→ **Extract to read**
START
It sounds like grandpa, too, having that plan.

 

Yes. Very much so. Very much.

 

That’s awesome. Do you remember- so you enjoyed playing the games?

 

Oh, sure.

 

It was just a lot of- a lot of work to sit down and play. Do you know about how long you would play in a session?

 

Okay, I remember the one game. Several hours. I could just say several hours.

 

Right.

 

It wasn’t real quick. And then at the same time Intellivision had come out and we had Dungeons & Dragonson there. But it was just a very simply playing game. You really didn’t have – where you could pick your attributes. You really couldn’t do that with Intellivision.

 

Oh, so like, with like a console? Like a game console?

 

Yeah, exactly. It’s one of the first ones, I think. So that was fun to do. And then my husband and I would get into fights over who was going to get the monster. Because you’d hear him coming, like a sound that was like the monsters coming. (knocking on table.)

 

Oh, really?

 

Oh, sure, yeah.

 

So you would take turns on- like taking on the monster?

 

Yes.

 

You would have to pick who was going to get those experience points or whatever?

 

Exactly. We’re both very competitive.

 

Right.

 

It’s just I didn’t get the depth of the roleplaying game like he did.
END
→ **Objective A**
Write out the stretch of the interview about playing games from "It wasn’t real" through "that with Intellivision.", word for word.

(Records for identifying positions)
START
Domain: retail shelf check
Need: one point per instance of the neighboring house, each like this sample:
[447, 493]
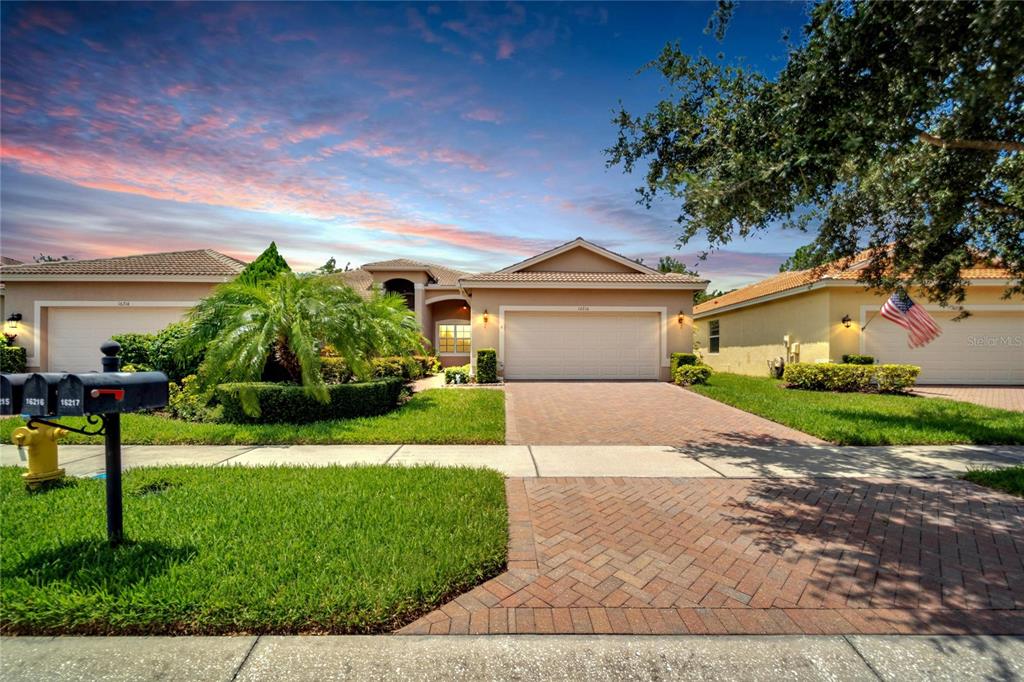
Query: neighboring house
[577, 311]
[813, 316]
[68, 308]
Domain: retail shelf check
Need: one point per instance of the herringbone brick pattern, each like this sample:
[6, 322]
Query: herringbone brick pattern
[748, 556]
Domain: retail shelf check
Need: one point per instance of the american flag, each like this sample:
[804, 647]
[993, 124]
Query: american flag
[921, 329]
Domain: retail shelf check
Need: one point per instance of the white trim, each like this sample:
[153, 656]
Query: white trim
[568, 246]
[583, 309]
[489, 284]
[987, 307]
[39, 305]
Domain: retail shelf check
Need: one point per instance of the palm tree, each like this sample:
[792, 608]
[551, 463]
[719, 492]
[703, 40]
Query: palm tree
[294, 316]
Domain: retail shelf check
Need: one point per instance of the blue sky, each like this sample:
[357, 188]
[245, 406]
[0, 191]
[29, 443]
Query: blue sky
[469, 135]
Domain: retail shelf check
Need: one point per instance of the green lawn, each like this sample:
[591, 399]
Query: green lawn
[437, 416]
[1008, 479]
[248, 550]
[866, 419]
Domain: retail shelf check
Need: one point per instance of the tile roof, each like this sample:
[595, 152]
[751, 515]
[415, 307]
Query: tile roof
[843, 270]
[603, 278]
[201, 262]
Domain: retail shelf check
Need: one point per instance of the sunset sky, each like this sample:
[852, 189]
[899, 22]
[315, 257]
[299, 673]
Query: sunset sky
[468, 135]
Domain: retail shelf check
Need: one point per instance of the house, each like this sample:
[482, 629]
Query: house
[68, 308]
[819, 315]
[577, 311]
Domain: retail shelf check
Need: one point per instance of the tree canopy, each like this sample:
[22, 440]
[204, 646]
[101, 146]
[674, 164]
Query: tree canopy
[895, 126]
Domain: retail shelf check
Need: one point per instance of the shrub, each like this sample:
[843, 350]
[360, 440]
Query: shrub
[858, 359]
[13, 359]
[827, 377]
[687, 375]
[486, 366]
[292, 403]
[457, 375]
[896, 378]
[186, 402]
[335, 371]
[682, 359]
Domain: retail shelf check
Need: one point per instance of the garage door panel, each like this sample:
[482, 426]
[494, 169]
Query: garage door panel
[984, 348]
[585, 345]
[74, 334]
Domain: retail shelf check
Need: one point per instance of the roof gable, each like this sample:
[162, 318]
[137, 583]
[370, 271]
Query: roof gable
[578, 254]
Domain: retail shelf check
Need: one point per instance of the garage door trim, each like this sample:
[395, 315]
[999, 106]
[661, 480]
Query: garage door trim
[38, 315]
[660, 310]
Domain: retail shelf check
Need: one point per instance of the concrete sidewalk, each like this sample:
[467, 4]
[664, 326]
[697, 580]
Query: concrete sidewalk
[504, 657]
[741, 461]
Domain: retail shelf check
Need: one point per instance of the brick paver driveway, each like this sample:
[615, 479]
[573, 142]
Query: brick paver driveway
[651, 413]
[1004, 397]
[750, 556]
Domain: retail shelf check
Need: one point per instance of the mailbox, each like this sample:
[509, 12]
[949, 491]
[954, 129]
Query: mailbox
[11, 388]
[39, 397]
[110, 392]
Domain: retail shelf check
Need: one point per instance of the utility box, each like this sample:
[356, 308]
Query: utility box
[39, 397]
[111, 392]
[11, 392]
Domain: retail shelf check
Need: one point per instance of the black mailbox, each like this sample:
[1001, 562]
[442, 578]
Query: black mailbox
[11, 388]
[111, 392]
[39, 397]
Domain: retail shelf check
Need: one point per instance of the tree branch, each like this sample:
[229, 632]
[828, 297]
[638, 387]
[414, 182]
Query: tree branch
[980, 144]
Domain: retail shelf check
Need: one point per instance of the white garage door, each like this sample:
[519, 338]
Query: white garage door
[582, 345]
[985, 348]
[75, 334]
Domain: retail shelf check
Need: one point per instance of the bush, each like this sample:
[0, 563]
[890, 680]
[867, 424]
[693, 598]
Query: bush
[457, 375]
[682, 359]
[13, 359]
[186, 402]
[486, 366]
[827, 377]
[291, 403]
[858, 359]
[896, 378]
[688, 375]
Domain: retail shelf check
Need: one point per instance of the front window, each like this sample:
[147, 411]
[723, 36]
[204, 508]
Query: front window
[454, 338]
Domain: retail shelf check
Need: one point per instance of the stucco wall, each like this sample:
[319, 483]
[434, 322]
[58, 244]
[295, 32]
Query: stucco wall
[751, 337]
[22, 297]
[679, 339]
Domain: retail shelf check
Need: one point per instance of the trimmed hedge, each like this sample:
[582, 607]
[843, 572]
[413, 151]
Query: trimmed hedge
[688, 375]
[845, 378]
[681, 359]
[13, 359]
[858, 359]
[486, 366]
[291, 403]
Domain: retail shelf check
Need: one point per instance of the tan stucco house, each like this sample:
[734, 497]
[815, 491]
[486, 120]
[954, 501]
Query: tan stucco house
[819, 315]
[68, 308]
[577, 311]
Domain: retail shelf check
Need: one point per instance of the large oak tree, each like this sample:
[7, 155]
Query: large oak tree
[897, 126]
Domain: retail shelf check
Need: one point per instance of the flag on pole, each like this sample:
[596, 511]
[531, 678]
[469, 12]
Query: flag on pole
[920, 326]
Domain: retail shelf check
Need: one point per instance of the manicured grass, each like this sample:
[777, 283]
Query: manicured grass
[248, 550]
[437, 416]
[1008, 479]
[866, 419]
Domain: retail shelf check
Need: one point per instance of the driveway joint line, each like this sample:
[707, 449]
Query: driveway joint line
[860, 655]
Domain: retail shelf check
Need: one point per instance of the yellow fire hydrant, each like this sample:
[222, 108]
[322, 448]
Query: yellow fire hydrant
[41, 442]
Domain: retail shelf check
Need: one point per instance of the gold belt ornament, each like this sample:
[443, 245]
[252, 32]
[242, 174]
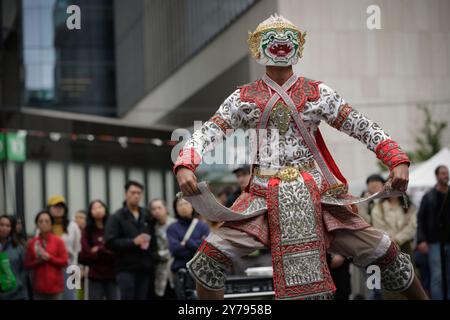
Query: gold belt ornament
[287, 173]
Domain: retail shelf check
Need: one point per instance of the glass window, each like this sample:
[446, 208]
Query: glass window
[69, 70]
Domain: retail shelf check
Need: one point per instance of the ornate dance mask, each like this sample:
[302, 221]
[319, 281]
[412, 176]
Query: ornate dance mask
[276, 42]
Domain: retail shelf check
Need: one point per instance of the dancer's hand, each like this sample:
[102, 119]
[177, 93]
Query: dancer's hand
[187, 182]
[399, 177]
[422, 247]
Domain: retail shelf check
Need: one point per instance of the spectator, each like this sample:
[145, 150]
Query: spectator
[47, 256]
[399, 220]
[14, 252]
[163, 277]
[80, 219]
[243, 178]
[69, 232]
[102, 277]
[130, 235]
[430, 233]
[185, 237]
[21, 235]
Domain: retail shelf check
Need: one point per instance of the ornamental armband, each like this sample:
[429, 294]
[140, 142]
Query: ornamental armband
[187, 158]
[389, 152]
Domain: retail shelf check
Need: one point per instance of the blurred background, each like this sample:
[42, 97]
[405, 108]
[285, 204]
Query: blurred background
[83, 111]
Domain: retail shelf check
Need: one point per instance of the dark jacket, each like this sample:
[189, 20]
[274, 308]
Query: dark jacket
[101, 264]
[120, 231]
[428, 218]
[175, 234]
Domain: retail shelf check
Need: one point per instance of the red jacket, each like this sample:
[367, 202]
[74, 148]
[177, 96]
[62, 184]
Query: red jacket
[48, 275]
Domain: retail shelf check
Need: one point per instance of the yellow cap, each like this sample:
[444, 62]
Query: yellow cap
[54, 200]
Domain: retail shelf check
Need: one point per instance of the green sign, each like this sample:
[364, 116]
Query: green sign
[16, 146]
[2, 146]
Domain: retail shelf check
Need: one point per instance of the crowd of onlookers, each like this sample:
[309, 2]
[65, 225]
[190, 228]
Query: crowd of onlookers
[141, 253]
[136, 253]
[418, 230]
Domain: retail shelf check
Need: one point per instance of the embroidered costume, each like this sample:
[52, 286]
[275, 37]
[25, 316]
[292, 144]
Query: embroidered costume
[291, 179]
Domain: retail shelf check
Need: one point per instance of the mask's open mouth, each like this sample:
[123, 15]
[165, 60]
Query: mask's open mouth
[281, 48]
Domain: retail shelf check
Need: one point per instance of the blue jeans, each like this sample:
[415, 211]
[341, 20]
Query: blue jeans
[68, 294]
[133, 286]
[434, 261]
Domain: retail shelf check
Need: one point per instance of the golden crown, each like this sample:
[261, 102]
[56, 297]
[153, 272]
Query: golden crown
[275, 21]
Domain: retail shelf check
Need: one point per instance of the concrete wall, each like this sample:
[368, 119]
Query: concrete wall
[383, 73]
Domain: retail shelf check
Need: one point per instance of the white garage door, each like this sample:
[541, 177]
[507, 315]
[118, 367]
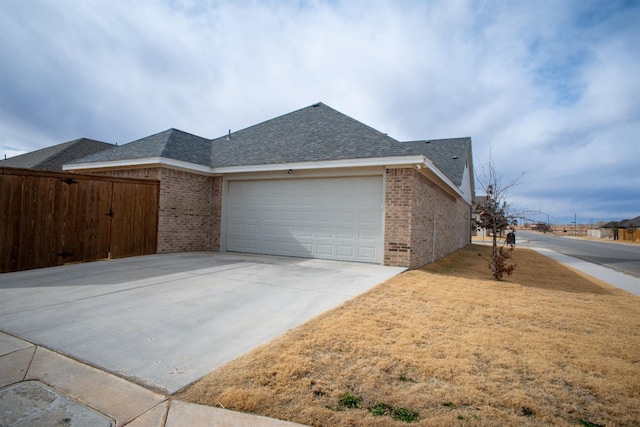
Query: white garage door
[337, 218]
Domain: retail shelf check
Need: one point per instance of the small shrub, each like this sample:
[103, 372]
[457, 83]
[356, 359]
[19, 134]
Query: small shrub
[406, 415]
[526, 411]
[586, 423]
[350, 401]
[380, 409]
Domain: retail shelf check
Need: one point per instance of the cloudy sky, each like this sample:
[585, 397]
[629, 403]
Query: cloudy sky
[546, 88]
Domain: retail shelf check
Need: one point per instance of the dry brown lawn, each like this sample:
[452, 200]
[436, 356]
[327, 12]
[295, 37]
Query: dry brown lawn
[547, 346]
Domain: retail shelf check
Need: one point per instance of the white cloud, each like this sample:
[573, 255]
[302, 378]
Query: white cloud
[550, 86]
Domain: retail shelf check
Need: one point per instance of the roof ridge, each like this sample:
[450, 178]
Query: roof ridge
[317, 104]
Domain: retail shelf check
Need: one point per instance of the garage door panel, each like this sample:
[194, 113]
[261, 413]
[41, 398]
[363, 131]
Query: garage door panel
[366, 252]
[325, 218]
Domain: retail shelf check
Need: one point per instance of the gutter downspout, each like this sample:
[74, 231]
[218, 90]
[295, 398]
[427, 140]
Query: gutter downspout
[433, 242]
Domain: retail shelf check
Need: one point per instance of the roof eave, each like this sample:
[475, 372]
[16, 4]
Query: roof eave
[420, 162]
[138, 163]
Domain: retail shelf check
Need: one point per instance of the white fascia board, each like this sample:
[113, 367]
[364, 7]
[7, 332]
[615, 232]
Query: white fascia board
[329, 164]
[146, 162]
[428, 164]
[388, 162]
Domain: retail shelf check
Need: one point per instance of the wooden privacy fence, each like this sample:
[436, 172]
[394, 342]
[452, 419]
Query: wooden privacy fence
[53, 218]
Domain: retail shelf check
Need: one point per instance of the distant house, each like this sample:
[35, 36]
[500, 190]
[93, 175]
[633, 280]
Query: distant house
[627, 229]
[53, 158]
[312, 183]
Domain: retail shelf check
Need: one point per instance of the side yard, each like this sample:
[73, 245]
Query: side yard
[446, 345]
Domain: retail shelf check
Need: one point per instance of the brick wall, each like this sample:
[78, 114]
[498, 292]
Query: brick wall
[190, 208]
[397, 217]
[413, 205]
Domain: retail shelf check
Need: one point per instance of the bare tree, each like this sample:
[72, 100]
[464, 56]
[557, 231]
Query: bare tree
[496, 216]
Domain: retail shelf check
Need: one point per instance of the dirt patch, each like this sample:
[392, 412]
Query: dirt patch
[449, 345]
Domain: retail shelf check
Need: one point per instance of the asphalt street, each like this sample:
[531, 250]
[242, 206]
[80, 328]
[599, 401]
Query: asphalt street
[615, 263]
[621, 257]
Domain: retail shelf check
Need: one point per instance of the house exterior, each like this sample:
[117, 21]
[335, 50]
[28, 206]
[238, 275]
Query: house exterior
[53, 158]
[312, 183]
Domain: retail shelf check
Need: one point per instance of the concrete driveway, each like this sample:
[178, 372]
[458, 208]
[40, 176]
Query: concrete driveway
[163, 321]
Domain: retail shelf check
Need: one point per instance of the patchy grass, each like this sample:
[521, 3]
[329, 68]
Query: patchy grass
[446, 345]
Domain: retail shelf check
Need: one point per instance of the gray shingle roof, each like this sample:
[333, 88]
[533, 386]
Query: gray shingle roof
[449, 155]
[52, 158]
[311, 134]
[315, 133]
[171, 144]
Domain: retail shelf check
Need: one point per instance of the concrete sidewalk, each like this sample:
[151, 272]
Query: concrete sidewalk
[43, 388]
[120, 337]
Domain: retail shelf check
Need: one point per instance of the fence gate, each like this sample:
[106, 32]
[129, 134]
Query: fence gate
[51, 218]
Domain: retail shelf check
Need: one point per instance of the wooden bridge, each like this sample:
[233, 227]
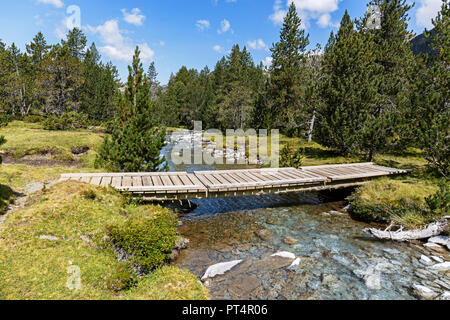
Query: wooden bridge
[233, 183]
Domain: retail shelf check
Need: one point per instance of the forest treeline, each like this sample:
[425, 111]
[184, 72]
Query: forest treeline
[364, 93]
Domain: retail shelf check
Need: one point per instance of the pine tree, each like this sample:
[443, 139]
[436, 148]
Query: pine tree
[99, 90]
[348, 89]
[153, 82]
[430, 96]
[76, 43]
[285, 90]
[60, 81]
[38, 51]
[137, 139]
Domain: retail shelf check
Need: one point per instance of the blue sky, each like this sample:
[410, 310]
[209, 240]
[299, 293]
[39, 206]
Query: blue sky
[174, 33]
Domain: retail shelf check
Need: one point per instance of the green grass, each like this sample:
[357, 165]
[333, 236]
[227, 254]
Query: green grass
[32, 268]
[24, 139]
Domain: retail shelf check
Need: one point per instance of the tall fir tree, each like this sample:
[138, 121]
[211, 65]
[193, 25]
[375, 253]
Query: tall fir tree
[76, 43]
[137, 138]
[152, 76]
[286, 94]
[430, 96]
[38, 48]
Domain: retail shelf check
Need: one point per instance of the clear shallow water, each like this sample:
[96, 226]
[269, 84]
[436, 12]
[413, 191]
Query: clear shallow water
[338, 260]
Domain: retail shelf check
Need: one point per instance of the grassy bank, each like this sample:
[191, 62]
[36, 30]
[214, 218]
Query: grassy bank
[75, 217]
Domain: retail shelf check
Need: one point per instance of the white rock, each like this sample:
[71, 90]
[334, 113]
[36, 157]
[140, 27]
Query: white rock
[442, 240]
[296, 263]
[424, 292]
[425, 260]
[444, 296]
[284, 254]
[441, 266]
[50, 238]
[220, 269]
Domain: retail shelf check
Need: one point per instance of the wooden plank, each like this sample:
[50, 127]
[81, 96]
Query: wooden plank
[153, 188]
[127, 181]
[234, 182]
[166, 181]
[86, 179]
[339, 165]
[142, 174]
[195, 180]
[176, 180]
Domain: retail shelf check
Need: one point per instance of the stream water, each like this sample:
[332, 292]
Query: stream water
[338, 261]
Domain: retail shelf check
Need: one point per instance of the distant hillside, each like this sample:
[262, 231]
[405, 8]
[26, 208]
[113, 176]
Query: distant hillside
[420, 44]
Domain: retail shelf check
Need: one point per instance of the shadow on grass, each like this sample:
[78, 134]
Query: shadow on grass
[7, 196]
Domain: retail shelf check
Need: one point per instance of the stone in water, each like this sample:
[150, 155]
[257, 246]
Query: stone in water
[220, 269]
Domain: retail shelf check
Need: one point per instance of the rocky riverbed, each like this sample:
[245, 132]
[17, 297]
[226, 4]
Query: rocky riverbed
[330, 256]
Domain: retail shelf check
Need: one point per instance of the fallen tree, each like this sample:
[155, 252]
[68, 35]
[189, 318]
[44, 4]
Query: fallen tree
[432, 230]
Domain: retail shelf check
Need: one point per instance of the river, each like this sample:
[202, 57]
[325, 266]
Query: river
[338, 261]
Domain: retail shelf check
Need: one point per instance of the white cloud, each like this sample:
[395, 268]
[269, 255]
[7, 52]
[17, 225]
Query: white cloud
[267, 62]
[257, 44]
[224, 26]
[116, 46]
[135, 17]
[428, 10]
[218, 49]
[56, 3]
[203, 24]
[215, 2]
[318, 10]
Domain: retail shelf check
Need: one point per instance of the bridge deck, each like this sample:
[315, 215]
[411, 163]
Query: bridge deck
[210, 184]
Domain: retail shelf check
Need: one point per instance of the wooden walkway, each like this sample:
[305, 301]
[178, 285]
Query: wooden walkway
[232, 183]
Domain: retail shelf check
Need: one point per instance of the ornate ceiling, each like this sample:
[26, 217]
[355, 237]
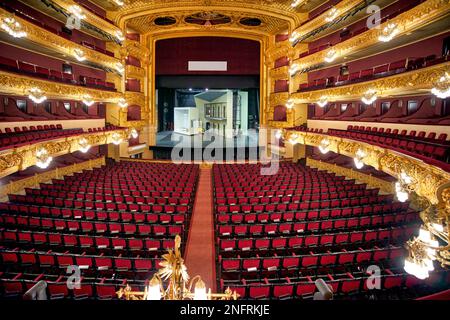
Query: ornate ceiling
[275, 15]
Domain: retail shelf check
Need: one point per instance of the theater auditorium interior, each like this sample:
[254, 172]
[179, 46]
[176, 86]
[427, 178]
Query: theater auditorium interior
[314, 158]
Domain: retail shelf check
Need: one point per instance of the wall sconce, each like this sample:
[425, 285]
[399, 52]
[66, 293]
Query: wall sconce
[119, 35]
[120, 68]
[13, 28]
[441, 88]
[369, 97]
[79, 54]
[388, 32]
[87, 100]
[323, 101]
[358, 159]
[332, 14]
[37, 95]
[122, 103]
[43, 159]
[116, 138]
[330, 55]
[134, 133]
[84, 145]
[77, 12]
[324, 146]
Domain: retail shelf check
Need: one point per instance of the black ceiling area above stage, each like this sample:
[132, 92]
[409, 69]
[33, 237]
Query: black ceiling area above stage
[210, 82]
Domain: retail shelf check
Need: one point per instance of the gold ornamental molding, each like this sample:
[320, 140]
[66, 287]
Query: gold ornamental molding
[45, 38]
[15, 84]
[406, 22]
[429, 179]
[279, 73]
[415, 81]
[18, 186]
[134, 72]
[91, 18]
[372, 182]
[341, 9]
[20, 158]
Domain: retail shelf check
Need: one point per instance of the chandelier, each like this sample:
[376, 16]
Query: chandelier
[43, 159]
[13, 28]
[37, 95]
[332, 14]
[330, 55]
[369, 97]
[122, 103]
[388, 32]
[179, 287]
[79, 54]
[324, 146]
[84, 145]
[323, 101]
[358, 159]
[441, 88]
[87, 100]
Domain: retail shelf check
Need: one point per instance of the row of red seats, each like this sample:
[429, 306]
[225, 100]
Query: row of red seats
[290, 216]
[98, 243]
[288, 228]
[99, 197]
[42, 72]
[294, 263]
[100, 205]
[331, 239]
[370, 73]
[113, 216]
[94, 228]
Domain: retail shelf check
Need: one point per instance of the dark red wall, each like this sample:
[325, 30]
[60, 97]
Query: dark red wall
[172, 55]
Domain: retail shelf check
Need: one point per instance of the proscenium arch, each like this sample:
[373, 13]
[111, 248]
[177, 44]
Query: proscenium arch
[151, 40]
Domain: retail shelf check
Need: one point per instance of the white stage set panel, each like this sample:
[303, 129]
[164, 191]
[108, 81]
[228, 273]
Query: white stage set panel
[186, 121]
[207, 65]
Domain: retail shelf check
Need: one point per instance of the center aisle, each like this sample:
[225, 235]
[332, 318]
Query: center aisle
[200, 251]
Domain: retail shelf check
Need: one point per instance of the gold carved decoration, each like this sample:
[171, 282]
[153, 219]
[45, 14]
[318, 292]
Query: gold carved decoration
[20, 158]
[44, 37]
[421, 14]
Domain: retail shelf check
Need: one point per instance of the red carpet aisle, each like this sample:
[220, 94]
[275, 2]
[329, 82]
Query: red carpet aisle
[200, 253]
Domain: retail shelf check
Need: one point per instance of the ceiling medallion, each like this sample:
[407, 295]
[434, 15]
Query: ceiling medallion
[207, 19]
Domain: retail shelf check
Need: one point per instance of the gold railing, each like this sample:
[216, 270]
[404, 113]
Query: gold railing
[34, 181]
[415, 81]
[20, 158]
[16, 84]
[406, 22]
[46, 38]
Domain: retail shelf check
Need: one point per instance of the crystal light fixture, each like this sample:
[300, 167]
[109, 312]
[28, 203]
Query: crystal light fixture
[43, 159]
[122, 103]
[87, 100]
[330, 55]
[84, 145]
[173, 272]
[388, 32]
[358, 159]
[77, 11]
[323, 101]
[13, 27]
[37, 95]
[119, 35]
[324, 146]
[332, 14]
[441, 88]
[79, 54]
[369, 97]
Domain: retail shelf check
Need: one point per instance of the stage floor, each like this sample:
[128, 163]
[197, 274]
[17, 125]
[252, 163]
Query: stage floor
[170, 139]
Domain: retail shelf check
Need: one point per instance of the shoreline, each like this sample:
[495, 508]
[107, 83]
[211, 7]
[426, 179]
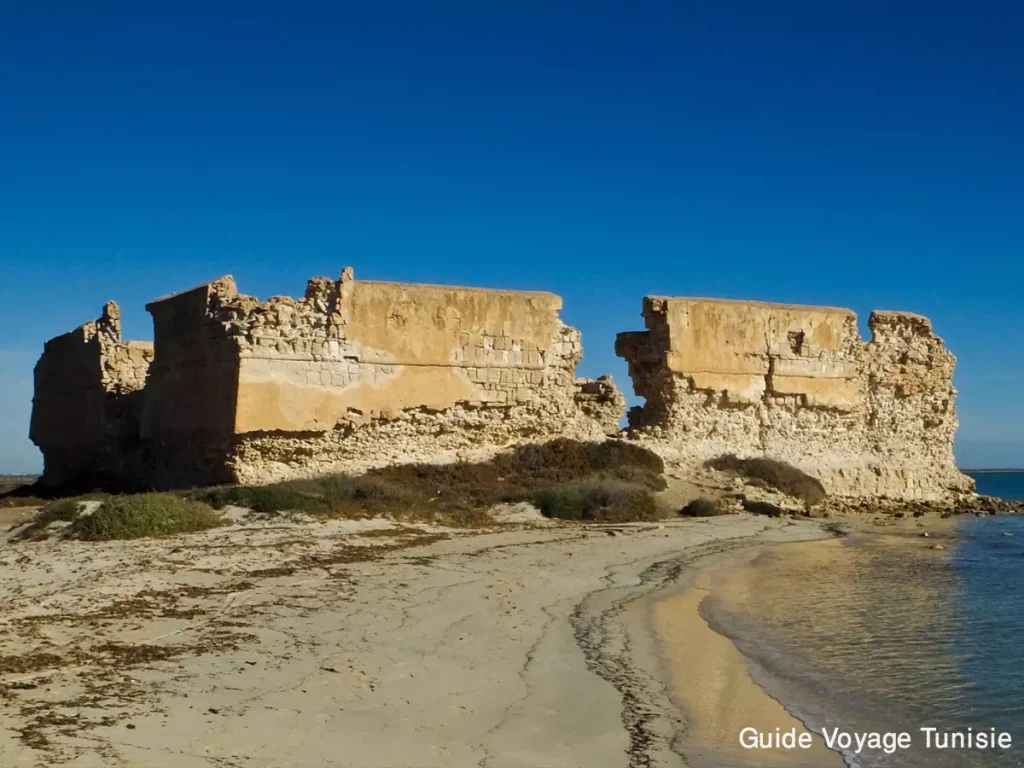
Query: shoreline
[717, 687]
[290, 643]
[410, 645]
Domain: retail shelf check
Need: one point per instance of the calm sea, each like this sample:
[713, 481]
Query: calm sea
[888, 634]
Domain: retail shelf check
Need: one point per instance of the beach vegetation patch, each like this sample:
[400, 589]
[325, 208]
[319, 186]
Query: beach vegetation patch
[598, 501]
[144, 515]
[571, 479]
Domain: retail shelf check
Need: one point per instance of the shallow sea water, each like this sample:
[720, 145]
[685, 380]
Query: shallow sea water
[886, 634]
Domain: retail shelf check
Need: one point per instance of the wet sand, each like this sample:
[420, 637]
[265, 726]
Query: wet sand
[711, 683]
[359, 644]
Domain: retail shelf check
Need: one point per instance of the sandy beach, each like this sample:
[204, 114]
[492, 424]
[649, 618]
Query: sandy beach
[353, 643]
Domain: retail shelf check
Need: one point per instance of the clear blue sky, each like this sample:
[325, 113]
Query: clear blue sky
[867, 155]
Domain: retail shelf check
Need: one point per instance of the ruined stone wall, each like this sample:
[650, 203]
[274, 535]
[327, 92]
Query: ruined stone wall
[87, 398]
[187, 424]
[797, 383]
[359, 374]
[353, 375]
END
→ **Objective B**
State how many lines of the records contain the word "vegetation". Give only the number.

→ **Exercise output A**
It wasn’t real quick. And then at the same time Intellivision had come out and we had Dungeons & Dragonson there. But it was just a very simply playing game. You really didn’t have – where you could pick your attributes. You really couldn’t do that with Intellivision.

→ **Exercise output B**
2